Records supplied START

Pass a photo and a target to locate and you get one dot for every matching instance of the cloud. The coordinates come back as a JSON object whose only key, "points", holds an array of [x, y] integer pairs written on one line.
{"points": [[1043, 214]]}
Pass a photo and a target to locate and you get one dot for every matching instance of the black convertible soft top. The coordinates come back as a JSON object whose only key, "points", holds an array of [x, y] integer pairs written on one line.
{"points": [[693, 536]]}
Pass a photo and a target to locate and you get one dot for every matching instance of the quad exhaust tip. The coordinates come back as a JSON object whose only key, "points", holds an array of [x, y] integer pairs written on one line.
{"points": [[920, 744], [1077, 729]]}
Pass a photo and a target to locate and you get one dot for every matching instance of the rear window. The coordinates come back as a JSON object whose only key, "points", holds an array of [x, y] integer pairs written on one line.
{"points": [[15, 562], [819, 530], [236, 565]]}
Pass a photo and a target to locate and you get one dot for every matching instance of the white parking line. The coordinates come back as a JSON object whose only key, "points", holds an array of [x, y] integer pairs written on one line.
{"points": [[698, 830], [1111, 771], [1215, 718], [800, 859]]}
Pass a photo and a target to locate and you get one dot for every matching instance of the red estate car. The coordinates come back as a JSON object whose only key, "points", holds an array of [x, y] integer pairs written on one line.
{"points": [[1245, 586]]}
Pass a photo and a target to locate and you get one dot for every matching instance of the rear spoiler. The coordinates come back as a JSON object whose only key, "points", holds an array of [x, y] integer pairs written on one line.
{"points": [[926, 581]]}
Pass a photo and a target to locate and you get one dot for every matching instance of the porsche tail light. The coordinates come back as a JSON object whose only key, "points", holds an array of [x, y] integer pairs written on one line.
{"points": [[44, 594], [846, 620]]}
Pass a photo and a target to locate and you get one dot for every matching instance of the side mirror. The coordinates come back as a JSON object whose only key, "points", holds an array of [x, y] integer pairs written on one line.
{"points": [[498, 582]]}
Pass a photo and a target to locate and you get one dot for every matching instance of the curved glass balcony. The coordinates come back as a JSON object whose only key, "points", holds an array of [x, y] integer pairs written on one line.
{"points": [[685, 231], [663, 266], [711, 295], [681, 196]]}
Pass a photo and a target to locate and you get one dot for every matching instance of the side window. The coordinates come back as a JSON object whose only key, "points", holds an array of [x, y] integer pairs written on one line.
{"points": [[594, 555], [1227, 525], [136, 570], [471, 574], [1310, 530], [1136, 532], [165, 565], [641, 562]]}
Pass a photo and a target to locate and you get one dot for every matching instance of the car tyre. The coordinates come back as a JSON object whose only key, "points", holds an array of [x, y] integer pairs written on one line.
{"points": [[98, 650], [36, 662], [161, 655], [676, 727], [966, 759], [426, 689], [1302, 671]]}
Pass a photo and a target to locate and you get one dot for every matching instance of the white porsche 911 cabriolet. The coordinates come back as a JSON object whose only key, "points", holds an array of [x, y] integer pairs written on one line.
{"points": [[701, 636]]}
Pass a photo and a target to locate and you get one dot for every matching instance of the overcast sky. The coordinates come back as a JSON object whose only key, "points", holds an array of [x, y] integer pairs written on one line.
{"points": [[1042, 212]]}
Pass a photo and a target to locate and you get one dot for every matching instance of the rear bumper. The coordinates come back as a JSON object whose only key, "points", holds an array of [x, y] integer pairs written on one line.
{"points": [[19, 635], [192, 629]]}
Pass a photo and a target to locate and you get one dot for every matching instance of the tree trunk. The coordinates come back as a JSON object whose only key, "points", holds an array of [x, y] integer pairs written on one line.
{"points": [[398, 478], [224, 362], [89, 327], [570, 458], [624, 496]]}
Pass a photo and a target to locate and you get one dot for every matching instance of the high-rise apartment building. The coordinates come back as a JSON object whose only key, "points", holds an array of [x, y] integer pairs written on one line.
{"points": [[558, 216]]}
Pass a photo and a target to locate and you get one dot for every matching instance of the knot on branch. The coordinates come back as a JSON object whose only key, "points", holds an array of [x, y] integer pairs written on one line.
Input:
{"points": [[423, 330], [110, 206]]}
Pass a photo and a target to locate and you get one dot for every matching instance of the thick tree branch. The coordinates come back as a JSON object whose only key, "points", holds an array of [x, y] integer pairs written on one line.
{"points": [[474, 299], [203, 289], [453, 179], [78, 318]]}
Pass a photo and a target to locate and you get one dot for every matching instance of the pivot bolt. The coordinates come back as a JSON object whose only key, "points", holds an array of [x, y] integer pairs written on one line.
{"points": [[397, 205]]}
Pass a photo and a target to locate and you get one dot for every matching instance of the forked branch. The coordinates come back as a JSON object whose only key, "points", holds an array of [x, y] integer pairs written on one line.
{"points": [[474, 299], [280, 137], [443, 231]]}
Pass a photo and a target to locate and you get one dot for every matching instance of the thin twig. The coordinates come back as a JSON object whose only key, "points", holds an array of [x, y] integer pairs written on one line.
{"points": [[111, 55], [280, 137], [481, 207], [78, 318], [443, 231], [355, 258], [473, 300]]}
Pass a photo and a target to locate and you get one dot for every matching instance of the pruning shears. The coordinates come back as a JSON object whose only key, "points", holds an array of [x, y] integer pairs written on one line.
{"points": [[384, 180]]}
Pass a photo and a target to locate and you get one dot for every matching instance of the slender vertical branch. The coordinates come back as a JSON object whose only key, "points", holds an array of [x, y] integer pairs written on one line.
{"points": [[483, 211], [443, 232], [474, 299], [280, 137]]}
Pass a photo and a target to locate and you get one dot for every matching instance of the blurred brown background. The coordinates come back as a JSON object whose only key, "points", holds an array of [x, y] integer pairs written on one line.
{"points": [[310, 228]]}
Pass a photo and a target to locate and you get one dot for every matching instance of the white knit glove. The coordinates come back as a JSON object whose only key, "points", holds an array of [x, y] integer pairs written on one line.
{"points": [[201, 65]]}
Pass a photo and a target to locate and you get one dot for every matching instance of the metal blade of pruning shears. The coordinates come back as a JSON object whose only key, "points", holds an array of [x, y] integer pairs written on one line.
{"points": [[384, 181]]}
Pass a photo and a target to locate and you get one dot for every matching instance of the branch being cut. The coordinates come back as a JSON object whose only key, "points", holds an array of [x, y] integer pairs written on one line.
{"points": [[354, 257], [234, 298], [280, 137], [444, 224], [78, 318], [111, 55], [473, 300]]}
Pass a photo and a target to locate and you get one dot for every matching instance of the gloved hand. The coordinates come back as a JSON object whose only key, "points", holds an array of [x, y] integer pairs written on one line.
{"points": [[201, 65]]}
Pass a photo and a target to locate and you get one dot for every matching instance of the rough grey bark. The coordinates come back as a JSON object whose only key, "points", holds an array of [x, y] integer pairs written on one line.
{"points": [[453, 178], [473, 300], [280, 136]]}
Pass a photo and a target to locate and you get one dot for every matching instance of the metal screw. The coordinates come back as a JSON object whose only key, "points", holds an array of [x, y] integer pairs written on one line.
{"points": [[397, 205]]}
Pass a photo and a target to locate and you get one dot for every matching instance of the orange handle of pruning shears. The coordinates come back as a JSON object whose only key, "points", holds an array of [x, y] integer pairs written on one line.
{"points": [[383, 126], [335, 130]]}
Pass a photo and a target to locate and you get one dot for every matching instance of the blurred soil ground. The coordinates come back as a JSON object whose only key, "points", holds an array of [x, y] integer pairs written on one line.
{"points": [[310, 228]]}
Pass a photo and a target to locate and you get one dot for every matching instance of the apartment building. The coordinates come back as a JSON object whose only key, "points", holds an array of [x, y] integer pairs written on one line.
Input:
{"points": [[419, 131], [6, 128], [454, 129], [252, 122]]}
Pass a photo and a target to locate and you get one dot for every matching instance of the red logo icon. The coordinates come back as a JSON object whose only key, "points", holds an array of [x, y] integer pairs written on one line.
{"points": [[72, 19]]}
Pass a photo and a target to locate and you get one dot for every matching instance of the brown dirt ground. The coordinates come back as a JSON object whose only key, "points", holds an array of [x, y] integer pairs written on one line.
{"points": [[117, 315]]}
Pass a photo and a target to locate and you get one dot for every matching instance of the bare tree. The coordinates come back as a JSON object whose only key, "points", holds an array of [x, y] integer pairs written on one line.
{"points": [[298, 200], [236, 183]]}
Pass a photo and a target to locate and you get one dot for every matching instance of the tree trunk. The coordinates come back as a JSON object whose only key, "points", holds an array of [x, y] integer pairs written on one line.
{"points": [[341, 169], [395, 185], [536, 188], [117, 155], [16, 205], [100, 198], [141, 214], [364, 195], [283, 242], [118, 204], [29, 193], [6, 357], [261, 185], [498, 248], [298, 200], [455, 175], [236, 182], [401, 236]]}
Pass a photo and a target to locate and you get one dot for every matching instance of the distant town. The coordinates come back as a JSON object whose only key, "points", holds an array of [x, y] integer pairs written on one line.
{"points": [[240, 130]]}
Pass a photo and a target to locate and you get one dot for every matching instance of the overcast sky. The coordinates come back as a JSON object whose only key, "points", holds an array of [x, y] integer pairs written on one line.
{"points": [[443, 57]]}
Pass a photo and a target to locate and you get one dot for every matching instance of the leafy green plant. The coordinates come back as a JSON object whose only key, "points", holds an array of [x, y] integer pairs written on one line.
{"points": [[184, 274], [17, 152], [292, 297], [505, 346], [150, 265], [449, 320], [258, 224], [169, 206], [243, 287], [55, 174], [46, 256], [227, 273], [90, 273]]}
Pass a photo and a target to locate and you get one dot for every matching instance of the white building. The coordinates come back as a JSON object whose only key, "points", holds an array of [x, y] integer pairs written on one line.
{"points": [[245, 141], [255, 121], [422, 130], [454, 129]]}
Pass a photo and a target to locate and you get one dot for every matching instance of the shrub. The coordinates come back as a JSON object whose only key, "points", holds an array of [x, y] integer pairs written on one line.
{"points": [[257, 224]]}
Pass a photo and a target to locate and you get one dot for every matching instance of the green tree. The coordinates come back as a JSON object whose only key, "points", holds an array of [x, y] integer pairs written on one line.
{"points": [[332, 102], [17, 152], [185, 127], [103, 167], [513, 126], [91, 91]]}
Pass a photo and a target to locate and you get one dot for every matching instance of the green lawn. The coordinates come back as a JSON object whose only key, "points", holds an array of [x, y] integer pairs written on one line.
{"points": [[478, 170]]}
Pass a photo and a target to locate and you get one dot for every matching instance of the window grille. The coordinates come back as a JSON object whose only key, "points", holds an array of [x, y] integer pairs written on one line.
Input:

Records supplied END

◆ **Task to carry out**
Would you repeat the lines from the one containing "of the window" through the end of the data, exactly, with nothing before or after them?

◆ **Expected answer**
Pass a photo and a target to locate and you get one dot for every matching instance of the window grille. The coordinates come back as a JSON object whose only key, "points", holds an array of [x, y] integer pairs written on one line.
Input:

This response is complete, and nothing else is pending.